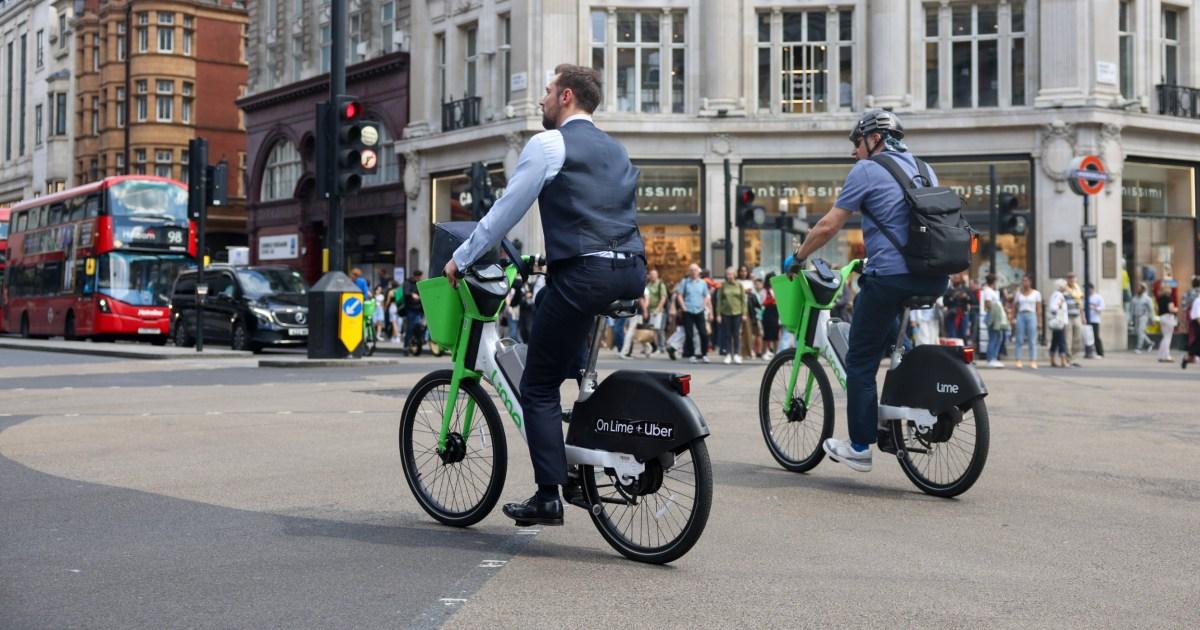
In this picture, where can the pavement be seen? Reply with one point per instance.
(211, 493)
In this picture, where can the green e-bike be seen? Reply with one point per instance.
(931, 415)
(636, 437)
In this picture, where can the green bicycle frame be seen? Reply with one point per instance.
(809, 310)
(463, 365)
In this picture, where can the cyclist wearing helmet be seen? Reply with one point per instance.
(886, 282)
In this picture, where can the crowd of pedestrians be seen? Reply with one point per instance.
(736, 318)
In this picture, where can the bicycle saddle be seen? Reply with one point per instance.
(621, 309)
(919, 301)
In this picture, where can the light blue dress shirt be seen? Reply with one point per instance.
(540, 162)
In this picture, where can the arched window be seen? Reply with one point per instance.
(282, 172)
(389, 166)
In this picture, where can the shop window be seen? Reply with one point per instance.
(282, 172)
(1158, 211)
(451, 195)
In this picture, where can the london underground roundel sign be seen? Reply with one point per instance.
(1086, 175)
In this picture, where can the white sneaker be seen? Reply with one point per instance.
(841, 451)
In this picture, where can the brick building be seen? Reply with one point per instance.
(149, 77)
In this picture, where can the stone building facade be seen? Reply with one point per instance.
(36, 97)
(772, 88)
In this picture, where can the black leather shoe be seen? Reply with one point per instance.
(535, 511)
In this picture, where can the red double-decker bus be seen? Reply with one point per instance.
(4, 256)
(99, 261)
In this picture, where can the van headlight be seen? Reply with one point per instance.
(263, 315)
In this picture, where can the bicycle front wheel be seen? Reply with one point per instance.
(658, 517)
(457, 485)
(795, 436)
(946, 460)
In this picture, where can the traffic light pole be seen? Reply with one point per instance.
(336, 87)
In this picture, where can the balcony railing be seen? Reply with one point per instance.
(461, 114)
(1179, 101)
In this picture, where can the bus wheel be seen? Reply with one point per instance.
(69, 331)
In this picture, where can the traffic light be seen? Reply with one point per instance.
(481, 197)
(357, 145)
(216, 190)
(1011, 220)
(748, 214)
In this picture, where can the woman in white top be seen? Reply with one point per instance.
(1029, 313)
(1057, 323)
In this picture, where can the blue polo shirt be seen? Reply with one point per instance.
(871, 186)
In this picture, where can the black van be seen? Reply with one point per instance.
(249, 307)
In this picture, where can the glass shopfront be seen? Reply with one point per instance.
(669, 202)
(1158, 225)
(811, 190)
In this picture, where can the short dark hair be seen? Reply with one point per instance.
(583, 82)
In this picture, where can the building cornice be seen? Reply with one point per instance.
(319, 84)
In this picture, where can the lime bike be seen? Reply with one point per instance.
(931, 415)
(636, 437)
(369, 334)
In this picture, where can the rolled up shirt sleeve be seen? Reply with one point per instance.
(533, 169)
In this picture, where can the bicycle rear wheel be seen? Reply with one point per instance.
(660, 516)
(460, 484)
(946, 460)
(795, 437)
------
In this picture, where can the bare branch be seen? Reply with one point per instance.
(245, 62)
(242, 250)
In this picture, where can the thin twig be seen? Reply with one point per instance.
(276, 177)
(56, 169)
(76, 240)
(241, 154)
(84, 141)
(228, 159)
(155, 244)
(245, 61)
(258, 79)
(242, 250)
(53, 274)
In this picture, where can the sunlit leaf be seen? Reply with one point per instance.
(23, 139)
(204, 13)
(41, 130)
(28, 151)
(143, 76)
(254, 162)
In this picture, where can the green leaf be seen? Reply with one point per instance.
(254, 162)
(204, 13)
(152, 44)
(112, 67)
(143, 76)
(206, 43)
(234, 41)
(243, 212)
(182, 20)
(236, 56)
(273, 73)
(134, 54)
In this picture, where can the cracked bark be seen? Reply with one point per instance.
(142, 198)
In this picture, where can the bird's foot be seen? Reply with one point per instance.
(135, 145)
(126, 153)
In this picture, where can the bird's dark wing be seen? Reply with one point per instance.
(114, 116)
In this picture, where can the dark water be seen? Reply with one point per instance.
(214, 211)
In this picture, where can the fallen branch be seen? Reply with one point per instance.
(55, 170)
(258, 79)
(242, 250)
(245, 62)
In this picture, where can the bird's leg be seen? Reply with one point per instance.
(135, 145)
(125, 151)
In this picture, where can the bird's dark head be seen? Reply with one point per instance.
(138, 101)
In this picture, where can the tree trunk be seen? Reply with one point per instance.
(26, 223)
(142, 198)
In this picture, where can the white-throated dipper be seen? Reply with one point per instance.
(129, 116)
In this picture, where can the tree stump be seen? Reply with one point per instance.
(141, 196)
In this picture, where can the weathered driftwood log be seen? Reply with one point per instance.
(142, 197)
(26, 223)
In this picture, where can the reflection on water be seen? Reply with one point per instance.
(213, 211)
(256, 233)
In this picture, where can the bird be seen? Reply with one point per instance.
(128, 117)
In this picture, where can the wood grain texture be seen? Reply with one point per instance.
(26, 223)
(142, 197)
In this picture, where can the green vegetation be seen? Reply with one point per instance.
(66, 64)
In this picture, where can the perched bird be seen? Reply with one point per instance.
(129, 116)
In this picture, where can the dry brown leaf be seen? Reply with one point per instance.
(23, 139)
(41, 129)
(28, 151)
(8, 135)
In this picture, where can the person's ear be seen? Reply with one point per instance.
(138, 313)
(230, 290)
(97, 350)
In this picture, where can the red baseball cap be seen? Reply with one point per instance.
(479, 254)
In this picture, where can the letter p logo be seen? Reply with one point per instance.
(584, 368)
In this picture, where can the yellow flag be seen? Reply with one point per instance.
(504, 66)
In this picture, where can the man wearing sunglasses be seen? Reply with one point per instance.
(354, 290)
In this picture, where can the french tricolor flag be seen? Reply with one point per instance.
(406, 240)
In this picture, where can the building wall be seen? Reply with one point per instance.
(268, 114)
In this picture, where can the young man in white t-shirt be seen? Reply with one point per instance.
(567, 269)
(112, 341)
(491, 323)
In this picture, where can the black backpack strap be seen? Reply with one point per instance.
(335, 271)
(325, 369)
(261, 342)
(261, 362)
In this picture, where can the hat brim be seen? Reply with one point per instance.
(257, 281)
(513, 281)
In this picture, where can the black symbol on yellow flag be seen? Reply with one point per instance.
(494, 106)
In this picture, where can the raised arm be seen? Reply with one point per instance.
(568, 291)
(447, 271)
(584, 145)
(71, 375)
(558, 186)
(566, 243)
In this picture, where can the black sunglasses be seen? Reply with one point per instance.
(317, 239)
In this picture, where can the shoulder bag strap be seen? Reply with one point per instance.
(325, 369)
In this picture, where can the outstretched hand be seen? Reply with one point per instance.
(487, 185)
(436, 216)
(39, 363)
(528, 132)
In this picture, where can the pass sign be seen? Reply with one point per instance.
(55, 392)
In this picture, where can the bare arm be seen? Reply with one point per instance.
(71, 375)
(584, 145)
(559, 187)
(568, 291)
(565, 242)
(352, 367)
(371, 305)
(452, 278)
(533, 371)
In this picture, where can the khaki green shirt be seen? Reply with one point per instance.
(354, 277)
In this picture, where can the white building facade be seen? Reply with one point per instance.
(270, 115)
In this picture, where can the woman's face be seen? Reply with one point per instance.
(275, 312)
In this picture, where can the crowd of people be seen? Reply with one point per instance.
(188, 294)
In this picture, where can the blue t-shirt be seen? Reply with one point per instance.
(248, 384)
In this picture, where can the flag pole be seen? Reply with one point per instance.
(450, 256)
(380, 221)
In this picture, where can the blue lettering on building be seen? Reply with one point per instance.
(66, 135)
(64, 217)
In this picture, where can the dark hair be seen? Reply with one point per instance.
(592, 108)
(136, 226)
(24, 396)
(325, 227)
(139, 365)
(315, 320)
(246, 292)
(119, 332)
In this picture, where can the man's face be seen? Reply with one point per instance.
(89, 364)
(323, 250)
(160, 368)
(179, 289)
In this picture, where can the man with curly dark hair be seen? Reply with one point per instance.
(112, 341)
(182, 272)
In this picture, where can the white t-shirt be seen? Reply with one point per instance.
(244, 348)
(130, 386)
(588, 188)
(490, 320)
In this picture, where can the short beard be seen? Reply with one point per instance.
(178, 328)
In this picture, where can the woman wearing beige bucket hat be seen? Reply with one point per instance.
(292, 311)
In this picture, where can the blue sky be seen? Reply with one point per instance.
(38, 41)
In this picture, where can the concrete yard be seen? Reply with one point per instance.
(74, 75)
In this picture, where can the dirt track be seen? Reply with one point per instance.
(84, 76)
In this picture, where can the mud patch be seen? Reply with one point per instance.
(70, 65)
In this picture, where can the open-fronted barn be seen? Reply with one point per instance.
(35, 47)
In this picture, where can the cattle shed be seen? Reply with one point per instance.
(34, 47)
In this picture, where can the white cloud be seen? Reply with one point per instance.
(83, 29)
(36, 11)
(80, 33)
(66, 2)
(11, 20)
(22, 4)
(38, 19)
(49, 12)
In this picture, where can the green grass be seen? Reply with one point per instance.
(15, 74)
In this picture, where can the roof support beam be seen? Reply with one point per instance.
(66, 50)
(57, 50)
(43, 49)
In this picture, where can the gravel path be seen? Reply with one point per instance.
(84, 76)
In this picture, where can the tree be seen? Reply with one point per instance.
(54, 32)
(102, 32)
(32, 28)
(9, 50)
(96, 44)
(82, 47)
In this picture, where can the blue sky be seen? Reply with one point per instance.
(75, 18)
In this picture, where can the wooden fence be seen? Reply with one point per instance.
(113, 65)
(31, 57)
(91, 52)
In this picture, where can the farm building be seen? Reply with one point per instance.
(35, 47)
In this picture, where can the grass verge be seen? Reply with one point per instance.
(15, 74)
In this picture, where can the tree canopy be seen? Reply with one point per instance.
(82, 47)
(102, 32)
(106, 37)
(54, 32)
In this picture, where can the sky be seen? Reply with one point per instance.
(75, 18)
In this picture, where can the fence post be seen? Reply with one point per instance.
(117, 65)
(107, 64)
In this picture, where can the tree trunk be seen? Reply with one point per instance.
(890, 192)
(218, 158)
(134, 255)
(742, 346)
------
_INSTRUCTION:_ Pull out each line of the records above that contains the word "water".

_WRITTEN REPLY:_
In this picture, where can the dark water be seen? Reply with one point per instance.
In this picture, where can the reflection on water be seen? Reply with one point per instance.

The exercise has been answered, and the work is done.